/---

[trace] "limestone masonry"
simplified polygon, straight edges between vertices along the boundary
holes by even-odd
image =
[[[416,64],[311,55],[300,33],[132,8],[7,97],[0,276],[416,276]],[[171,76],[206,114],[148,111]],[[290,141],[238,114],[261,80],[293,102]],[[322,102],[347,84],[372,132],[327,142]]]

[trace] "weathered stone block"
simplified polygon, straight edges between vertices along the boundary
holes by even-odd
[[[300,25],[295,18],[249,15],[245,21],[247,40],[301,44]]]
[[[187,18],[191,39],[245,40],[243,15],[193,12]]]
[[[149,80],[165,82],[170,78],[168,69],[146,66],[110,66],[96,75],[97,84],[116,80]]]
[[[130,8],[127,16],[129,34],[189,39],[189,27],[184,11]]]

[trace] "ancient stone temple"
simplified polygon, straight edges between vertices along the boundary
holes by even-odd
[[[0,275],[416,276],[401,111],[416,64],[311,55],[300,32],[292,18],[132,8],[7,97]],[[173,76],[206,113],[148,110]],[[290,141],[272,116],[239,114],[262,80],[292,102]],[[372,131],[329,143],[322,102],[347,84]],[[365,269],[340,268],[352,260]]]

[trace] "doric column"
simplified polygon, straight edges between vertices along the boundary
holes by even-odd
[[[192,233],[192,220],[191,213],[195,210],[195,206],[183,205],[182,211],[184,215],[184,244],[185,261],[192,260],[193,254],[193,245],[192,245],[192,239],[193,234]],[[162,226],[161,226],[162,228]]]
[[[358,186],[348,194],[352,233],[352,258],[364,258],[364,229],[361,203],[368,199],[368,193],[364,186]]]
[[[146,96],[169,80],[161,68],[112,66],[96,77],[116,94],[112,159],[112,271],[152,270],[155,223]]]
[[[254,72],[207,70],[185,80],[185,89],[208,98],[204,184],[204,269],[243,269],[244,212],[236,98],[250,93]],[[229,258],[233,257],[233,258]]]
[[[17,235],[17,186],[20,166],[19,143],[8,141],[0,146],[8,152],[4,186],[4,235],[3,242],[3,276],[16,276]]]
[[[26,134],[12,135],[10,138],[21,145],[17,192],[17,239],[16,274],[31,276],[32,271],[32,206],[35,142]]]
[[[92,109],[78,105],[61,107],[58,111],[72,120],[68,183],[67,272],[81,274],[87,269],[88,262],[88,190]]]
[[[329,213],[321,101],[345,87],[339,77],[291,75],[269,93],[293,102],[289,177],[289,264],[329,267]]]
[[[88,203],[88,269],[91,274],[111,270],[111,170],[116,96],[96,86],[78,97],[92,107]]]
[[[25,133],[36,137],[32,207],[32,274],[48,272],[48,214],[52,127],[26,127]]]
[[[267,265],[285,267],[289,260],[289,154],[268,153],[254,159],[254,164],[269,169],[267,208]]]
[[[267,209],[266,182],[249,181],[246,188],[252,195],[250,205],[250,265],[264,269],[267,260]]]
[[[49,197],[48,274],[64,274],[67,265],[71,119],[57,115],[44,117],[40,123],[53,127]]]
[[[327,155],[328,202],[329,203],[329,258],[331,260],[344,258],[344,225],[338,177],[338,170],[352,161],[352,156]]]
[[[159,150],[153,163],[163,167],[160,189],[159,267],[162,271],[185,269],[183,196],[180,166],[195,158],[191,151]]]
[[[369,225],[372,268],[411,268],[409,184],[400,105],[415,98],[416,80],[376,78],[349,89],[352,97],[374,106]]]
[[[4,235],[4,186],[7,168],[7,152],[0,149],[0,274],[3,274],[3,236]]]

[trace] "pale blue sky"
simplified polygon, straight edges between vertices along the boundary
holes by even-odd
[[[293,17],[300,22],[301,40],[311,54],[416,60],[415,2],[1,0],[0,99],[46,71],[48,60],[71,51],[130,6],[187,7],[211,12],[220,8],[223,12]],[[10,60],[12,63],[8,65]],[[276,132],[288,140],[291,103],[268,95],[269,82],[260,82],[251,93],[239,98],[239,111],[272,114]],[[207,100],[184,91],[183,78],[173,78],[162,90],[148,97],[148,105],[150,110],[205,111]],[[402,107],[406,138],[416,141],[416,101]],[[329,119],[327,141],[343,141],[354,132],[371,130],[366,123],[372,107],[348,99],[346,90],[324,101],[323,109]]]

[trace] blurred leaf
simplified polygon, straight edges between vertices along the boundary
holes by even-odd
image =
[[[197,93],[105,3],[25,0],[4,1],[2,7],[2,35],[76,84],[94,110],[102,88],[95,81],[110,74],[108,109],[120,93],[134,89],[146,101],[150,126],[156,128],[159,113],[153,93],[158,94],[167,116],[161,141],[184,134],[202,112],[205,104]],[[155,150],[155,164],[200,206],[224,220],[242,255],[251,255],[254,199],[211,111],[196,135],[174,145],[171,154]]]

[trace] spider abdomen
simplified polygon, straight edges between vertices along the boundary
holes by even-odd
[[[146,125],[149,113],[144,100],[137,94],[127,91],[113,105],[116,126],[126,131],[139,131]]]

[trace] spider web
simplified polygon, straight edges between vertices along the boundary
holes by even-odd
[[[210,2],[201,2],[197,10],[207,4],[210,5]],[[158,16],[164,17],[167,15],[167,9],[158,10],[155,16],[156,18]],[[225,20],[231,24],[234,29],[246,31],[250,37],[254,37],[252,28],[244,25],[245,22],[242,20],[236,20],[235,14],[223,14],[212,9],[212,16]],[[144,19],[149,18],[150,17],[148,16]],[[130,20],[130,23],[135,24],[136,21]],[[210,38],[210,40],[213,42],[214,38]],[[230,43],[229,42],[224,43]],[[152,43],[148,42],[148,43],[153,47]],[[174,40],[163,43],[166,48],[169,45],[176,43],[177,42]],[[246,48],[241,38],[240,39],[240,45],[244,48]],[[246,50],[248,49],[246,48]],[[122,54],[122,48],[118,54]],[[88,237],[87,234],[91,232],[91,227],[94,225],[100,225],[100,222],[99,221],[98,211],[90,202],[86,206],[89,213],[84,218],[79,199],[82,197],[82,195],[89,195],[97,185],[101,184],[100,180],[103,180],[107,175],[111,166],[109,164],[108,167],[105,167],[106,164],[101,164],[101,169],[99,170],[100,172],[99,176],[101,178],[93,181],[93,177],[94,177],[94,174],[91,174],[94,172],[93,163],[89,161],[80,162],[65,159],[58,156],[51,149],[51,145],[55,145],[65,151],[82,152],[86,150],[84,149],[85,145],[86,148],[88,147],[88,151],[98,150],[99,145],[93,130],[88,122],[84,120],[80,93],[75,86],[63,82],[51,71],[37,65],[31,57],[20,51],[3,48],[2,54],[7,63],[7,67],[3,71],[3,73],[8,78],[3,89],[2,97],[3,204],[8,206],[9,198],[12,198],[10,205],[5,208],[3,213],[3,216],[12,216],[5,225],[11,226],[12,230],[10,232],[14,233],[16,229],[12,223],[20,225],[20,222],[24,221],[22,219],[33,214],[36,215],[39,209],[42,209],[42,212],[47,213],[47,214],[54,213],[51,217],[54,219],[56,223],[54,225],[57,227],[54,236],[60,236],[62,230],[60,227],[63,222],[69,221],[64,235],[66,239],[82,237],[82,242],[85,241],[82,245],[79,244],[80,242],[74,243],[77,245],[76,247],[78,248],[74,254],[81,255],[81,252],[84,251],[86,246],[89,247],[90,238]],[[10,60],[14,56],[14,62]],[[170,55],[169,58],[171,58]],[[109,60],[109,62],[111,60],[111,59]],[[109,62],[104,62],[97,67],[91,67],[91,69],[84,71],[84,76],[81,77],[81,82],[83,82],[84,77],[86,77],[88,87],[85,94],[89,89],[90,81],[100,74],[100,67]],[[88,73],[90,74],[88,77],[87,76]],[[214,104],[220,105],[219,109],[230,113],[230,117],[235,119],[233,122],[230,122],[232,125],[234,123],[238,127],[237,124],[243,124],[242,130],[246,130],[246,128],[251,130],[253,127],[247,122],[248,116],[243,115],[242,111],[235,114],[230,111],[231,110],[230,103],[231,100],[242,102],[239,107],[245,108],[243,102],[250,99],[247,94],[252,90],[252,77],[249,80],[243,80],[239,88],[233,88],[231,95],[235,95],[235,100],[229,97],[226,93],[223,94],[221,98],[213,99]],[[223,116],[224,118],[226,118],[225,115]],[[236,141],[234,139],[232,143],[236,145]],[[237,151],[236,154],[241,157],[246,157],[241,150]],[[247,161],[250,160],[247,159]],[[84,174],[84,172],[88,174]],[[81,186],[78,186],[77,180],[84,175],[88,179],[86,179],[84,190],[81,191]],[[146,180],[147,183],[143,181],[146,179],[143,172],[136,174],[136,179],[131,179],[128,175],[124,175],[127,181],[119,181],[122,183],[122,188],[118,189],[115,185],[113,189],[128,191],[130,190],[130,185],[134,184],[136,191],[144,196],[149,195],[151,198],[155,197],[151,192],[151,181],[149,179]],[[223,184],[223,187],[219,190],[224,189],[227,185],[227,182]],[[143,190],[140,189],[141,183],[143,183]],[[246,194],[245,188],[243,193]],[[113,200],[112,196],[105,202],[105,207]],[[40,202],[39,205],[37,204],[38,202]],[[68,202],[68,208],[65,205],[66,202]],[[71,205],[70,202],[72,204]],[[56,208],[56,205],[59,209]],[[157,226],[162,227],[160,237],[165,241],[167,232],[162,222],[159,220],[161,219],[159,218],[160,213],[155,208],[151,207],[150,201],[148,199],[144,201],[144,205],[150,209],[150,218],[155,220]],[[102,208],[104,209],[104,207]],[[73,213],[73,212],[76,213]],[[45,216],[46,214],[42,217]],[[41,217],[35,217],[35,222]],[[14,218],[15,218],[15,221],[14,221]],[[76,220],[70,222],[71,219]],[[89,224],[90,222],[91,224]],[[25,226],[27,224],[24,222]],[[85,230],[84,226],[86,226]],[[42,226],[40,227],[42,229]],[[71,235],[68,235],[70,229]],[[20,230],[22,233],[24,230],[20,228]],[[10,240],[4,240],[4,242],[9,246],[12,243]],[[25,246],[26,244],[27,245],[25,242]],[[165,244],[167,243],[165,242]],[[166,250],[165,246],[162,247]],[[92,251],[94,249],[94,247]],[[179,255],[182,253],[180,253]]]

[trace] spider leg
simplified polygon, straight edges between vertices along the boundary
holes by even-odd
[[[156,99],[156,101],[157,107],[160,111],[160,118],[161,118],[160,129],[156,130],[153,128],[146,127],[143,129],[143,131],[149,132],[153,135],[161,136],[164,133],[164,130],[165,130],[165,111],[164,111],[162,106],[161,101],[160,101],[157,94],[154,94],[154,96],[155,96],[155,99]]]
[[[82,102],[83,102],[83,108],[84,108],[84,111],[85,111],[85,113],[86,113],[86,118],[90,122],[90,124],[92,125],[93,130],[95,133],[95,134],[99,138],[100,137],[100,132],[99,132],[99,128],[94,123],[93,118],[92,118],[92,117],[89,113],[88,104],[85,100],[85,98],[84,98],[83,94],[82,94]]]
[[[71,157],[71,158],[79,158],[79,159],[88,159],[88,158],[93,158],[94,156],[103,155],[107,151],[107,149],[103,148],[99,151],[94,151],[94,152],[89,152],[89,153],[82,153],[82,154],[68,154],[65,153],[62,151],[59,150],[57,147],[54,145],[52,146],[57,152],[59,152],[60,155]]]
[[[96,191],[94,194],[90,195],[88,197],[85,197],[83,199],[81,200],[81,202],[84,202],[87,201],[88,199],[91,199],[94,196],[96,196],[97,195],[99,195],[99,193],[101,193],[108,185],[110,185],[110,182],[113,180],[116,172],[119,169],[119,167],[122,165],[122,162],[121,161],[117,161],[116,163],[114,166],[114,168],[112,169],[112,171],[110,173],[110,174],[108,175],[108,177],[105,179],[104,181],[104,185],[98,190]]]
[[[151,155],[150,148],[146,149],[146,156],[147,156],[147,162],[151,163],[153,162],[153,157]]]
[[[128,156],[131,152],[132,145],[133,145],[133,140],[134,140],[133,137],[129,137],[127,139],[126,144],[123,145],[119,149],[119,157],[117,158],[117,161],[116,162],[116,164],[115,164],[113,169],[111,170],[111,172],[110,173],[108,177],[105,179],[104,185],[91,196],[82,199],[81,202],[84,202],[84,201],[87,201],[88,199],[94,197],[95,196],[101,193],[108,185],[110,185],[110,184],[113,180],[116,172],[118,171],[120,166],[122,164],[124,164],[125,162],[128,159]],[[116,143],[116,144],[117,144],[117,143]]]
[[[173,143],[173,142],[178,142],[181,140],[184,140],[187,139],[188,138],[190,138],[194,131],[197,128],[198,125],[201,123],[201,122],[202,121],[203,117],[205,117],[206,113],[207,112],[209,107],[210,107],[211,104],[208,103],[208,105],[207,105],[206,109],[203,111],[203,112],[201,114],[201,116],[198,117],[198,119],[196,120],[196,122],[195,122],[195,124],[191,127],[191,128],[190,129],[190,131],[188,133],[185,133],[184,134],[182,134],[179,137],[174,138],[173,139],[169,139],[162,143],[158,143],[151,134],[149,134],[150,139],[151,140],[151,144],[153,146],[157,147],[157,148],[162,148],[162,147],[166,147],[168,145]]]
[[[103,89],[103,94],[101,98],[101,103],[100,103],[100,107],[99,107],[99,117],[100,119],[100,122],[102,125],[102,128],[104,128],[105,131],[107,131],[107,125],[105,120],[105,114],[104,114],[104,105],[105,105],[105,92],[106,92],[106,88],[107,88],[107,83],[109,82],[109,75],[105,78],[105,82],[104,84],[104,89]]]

\---

### Task objective
Transcribe the stretch of the listing from its first line through the line containing "[[[130,8],[127,16],[129,34],[189,39],[189,27],[184,11]]]", both ends included, reproducing every line exactly.

### The solution
[trace] "limestone masonry"
simplified polygon, straight edges between vertices along the boundary
holes by even-odd
image =
[[[416,64],[311,55],[300,33],[132,8],[7,97],[0,276],[416,276]],[[171,76],[206,114],[148,111]],[[290,141],[238,114],[261,80],[293,102]],[[322,102],[347,84],[372,132],[327,142]]]

[trace] "weathered stone block"
simplified polygon, straight edges between vertices along the boundary
holes by even-odd
[[[300,25],[295,18],[249,15],[245,21],[247,40],[301,44]]]
[[[187,18],[191,39],[245,40],[243,15],[193,12]]]
[[[149,80],[165,82],[170,78],[168,69],[146,66],[110,66],[96,75],[97,84],[116,80]]]
[[[130,8],[127,16],[129,34],[189,39],[189,27],[184,11]]]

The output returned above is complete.